Repeat word for word, please, only the lines of the material from the one containing "In this exercise you will mark each instance of the quarter" through its final line, both ends included.

Supplied data:
---+---
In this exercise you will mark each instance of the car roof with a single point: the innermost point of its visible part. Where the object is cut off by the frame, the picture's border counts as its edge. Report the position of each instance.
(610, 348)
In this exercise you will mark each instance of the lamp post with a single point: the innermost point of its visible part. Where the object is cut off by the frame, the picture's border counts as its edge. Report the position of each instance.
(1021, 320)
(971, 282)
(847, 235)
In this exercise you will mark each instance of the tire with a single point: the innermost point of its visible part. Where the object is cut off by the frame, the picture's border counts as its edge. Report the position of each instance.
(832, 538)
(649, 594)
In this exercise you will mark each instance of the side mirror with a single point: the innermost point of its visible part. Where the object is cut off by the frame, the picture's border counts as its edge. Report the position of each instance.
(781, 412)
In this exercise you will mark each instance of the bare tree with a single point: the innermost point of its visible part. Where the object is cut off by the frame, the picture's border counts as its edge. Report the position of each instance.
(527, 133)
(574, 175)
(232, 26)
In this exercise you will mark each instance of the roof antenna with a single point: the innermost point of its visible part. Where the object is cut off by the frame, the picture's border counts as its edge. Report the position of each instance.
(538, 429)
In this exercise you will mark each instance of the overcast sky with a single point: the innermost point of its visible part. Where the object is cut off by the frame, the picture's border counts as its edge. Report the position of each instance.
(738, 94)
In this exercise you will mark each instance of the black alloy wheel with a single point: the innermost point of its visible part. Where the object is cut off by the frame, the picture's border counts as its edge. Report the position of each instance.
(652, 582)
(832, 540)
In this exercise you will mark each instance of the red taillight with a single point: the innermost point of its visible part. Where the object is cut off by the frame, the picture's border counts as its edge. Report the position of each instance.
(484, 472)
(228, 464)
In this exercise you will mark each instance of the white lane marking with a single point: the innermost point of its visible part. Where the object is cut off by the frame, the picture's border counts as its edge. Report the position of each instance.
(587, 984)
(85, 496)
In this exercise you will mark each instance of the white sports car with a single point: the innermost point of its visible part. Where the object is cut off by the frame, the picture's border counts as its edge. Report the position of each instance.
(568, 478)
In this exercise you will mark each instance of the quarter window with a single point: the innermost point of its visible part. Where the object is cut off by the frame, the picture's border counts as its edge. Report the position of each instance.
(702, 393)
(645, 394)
---+---
Problem solution:
In this exercise you will mark each instance of the quarter window with a single point: the innermost point of its visible part. Where the object is cut off by the frame, the picture's border counts as its edge. Report the position of each instance.
(702, 393)
(645, 394)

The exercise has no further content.